#### [Short exercise]
Could you rewrite the data from the line with "Spot leather shoe." to the line with "134, 171, 187, 258", putting "scarlet jacket" in place of "red jacket" and changing nothing else?

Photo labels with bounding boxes
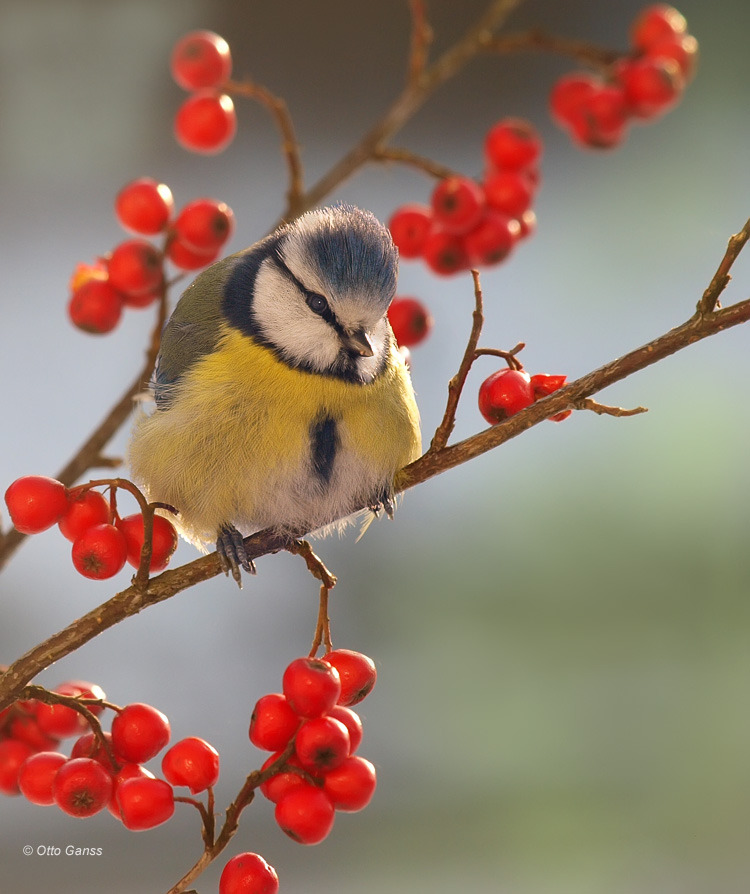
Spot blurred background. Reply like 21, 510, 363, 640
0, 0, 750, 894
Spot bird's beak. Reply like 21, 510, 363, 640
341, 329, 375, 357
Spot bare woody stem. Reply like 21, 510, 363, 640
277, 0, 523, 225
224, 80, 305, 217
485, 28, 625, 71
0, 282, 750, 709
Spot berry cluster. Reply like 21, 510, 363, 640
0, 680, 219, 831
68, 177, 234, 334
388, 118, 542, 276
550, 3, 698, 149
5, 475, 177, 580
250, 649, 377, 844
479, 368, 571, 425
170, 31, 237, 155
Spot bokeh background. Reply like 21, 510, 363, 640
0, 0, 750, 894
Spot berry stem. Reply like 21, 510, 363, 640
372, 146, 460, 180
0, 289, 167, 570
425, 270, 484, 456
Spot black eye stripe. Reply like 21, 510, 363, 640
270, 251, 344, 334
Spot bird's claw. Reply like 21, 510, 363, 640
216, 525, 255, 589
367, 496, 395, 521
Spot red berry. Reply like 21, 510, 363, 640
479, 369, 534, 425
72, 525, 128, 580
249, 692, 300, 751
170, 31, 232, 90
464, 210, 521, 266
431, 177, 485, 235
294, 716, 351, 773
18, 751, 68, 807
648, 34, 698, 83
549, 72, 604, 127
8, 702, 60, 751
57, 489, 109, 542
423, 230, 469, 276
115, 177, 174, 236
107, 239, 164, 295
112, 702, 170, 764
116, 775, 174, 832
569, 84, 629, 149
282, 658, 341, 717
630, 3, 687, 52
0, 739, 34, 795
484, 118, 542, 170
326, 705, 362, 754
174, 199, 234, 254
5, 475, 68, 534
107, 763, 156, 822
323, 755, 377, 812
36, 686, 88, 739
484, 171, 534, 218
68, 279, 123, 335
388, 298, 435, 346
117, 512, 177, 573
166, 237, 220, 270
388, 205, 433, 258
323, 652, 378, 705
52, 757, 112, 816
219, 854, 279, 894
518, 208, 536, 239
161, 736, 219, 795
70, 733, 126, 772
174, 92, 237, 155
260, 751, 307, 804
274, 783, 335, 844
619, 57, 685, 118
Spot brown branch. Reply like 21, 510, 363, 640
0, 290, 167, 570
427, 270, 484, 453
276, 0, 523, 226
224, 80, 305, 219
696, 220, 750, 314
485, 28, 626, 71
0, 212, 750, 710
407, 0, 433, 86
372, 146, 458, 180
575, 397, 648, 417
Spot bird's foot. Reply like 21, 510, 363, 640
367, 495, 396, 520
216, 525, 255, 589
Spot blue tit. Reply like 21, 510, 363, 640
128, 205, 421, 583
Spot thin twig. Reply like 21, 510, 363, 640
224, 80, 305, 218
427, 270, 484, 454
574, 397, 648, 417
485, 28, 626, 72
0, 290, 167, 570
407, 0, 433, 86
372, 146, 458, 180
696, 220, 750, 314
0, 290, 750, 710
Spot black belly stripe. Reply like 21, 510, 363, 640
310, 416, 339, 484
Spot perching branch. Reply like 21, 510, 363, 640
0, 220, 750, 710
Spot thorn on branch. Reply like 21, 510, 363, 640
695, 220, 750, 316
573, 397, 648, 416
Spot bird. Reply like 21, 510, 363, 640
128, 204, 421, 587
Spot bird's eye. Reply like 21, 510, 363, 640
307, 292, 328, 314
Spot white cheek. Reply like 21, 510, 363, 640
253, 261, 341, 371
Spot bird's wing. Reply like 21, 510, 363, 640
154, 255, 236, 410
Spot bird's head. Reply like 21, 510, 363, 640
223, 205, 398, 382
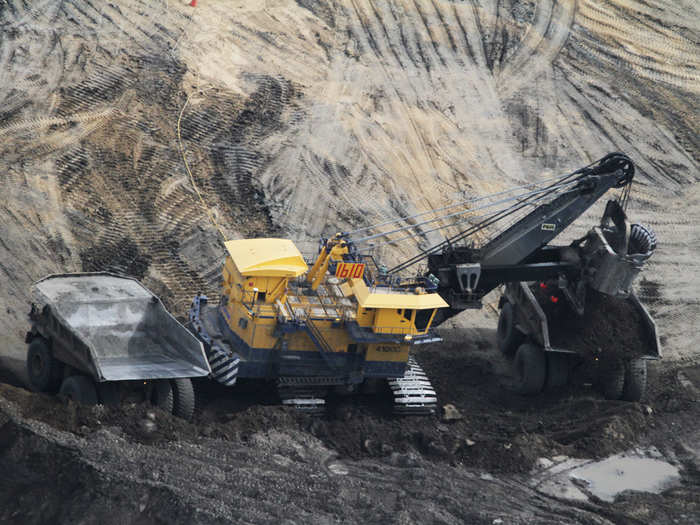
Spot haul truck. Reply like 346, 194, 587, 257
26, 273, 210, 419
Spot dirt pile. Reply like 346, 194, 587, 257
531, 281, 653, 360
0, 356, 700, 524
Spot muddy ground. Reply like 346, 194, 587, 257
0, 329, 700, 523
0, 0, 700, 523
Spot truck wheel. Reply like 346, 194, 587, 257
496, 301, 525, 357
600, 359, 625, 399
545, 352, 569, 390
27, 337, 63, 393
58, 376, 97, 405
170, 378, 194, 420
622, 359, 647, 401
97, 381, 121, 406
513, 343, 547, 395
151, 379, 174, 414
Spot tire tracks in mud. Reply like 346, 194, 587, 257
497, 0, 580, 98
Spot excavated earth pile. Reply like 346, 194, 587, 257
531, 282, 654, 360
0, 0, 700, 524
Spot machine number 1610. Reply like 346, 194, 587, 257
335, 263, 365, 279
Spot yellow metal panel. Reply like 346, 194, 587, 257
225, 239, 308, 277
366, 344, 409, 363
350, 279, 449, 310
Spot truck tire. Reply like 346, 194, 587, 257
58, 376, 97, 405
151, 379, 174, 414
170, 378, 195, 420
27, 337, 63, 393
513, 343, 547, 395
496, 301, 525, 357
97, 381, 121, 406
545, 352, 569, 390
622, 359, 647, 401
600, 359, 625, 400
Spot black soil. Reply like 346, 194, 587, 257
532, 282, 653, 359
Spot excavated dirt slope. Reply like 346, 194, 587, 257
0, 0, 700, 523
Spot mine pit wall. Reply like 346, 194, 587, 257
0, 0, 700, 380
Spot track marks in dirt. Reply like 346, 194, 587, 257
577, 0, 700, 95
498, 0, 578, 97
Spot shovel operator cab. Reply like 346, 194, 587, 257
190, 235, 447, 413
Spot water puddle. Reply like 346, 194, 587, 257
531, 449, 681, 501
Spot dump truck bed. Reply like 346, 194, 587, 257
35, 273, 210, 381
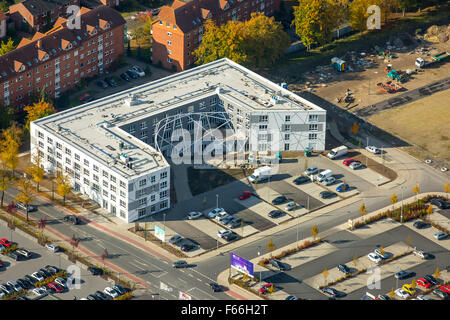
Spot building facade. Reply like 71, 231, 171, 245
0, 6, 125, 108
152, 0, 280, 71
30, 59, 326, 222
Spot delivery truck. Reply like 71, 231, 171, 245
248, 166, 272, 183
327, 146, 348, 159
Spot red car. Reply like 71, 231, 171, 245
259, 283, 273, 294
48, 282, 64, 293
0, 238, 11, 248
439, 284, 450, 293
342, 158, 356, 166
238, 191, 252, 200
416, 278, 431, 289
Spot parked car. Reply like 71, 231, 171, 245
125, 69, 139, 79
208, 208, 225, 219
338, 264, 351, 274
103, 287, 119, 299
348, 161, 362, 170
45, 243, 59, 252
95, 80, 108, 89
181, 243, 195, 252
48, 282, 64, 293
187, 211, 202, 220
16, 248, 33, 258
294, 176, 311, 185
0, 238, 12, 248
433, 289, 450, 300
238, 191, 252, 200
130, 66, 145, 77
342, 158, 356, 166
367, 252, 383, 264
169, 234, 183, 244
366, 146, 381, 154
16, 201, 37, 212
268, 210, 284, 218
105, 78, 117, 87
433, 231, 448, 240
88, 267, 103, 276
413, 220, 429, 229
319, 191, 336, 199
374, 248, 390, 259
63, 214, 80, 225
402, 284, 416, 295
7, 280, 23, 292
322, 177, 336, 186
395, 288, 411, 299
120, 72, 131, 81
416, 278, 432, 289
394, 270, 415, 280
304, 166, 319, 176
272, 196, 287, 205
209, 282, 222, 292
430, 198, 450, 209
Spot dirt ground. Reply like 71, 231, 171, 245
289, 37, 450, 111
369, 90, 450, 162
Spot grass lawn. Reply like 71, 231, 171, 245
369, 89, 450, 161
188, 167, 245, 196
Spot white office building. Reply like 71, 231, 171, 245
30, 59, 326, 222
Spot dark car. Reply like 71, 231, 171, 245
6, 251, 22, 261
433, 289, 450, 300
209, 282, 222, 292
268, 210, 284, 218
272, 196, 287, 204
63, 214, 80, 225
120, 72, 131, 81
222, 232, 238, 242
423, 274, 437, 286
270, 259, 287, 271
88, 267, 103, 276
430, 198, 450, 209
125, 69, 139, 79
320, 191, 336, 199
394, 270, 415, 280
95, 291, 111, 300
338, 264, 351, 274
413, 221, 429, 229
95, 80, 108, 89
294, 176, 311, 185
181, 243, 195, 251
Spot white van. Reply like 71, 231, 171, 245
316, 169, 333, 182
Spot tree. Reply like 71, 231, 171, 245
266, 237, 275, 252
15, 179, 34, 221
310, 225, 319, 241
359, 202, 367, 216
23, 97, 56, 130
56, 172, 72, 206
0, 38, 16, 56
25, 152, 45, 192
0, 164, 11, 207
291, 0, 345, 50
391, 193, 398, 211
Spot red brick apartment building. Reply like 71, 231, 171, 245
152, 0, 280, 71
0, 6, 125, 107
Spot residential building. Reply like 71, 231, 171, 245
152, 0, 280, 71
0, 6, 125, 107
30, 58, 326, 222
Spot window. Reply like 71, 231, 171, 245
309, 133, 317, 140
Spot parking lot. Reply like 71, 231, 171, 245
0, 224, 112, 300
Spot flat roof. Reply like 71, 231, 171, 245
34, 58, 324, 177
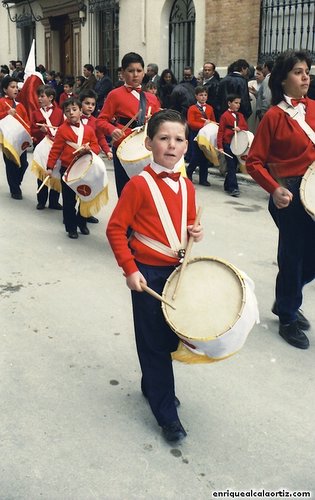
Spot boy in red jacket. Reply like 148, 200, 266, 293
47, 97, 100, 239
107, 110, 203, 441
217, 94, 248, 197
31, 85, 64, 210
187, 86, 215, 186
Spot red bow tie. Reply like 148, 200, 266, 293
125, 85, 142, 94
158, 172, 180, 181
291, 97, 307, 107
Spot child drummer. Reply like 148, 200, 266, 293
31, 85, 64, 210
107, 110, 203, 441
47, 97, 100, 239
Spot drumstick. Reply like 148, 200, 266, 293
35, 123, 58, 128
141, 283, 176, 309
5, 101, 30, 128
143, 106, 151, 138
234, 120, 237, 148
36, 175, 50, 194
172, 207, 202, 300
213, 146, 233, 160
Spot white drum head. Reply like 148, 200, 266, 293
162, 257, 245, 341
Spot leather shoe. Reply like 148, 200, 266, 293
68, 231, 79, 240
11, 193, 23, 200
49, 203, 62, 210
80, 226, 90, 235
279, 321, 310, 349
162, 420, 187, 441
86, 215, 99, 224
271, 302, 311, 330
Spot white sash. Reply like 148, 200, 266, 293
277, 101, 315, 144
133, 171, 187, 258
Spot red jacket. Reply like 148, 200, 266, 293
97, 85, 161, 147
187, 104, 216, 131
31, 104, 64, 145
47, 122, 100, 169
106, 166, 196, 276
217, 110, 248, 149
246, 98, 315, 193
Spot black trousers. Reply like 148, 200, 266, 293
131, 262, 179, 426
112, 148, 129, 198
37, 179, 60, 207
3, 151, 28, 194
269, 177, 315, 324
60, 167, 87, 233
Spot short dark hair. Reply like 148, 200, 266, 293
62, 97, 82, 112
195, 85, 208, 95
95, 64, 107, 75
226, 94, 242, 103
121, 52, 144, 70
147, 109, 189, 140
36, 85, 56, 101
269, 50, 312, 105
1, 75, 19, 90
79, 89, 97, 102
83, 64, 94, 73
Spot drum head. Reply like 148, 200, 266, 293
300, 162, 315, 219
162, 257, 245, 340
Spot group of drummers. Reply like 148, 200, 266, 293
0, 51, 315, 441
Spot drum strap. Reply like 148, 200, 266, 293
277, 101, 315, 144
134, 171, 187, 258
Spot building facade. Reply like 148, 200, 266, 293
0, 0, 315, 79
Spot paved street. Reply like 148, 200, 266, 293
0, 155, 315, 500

#### [Result]
Spot leather shoe. Reply like 148, 200, 266, 293
68, 231, 79, 240
11, 193, 23, 200
49, 203, 62, 210
80, 226, 90, 235
279, 321, 310, 349
162, 420, 187, 441
86, 215, 99, 224
271, 302, 311, 330
Spot white sash. Reply like 148, 200, 266, 293
277, 101, 315, 144
133, 171, 187, 258
Spot scarlet jacket. Reply like 148, 200, 266, 293
97, 85, 161, 147
187, 104, 216, 131
31, 104, 64, 145
47, 122, 100, 169
106, 166, 196, 276
217, 110, 248, 149
246, 98, 315, 193
Spot black trousers. Reply like 148, 200, 266, 293
131, 262, 179, 426
112, 148, 129, 198
37, 179, 60, 207
3, 151, 28, 194
269, 177, 315, 324
60, 167, 87, 233
Spot short dark hair. Reply like 148, 200, 266, 293
62, 97, 82, 112
195, 85, 208, 95
95, 64, 107, 75
226, 94, 242, 103
121, 52, 144, 70
147, 109, 189, 140
36, 85, 56, 101
269, 50, 312, 105
1, 75, 19, 90
79, 89, 97, 102
83, 64, 94, 73
Spot drum head. Reply like 148, 200, 266, 293
300, 162, 315, 219
162, 257, 245, 340
Spot group of drummers. Reply like 148, 200, 266, 293
0, 51, 315, 441
Spot drum strap. Reply like 148, 200, 266, 293
277, 101, 315, 144
134, 171, 187, 258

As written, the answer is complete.